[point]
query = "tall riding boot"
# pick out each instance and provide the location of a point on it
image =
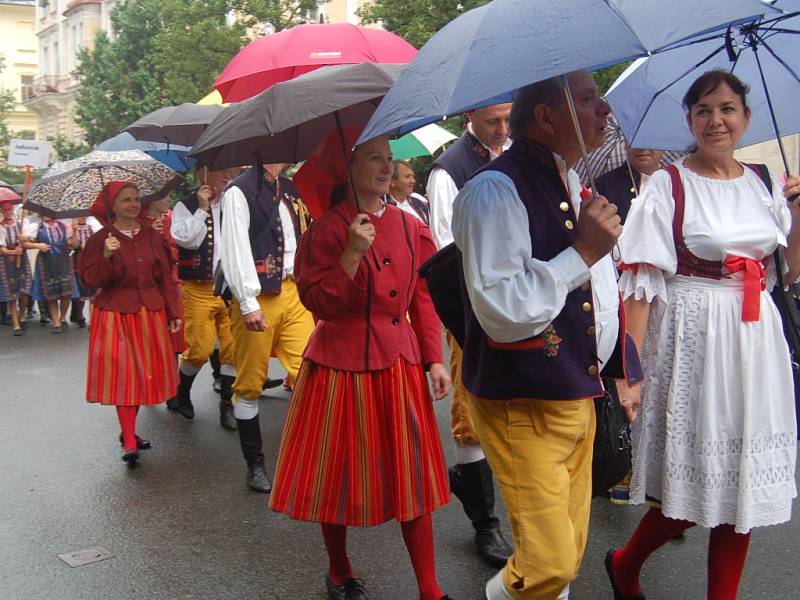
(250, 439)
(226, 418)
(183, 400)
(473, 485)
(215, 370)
--
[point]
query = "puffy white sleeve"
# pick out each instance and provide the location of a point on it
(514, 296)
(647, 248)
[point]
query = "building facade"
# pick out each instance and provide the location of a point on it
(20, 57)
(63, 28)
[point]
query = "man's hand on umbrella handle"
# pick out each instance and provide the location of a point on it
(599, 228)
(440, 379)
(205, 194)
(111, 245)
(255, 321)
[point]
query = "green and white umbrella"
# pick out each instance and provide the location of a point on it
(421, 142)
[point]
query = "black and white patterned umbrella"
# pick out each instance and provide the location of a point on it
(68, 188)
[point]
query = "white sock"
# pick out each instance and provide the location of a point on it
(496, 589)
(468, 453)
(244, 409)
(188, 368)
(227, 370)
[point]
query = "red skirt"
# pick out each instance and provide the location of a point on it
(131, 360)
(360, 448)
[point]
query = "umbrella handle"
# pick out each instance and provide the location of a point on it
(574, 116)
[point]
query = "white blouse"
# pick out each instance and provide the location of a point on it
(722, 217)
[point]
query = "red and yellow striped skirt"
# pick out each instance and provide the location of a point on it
* * *
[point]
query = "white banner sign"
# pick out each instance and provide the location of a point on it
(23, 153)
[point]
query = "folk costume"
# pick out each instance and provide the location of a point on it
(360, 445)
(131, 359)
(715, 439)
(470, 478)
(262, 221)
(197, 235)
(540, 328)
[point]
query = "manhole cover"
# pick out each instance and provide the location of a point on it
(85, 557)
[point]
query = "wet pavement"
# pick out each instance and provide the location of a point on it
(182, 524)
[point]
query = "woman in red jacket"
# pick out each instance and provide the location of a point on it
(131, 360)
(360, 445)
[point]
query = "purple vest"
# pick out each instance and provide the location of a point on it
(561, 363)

▸ TASK TO COMPLETE: Pick out every line in the items above that contains the string "umbrella", and copy each of those lines.

▸ SOLUTION TO THIS PROBLEM:
query = "man's hand on umbrella handle"
query = "green and white umbrella"
query = "black and white patterned umbrella"
query = "umbrella handle"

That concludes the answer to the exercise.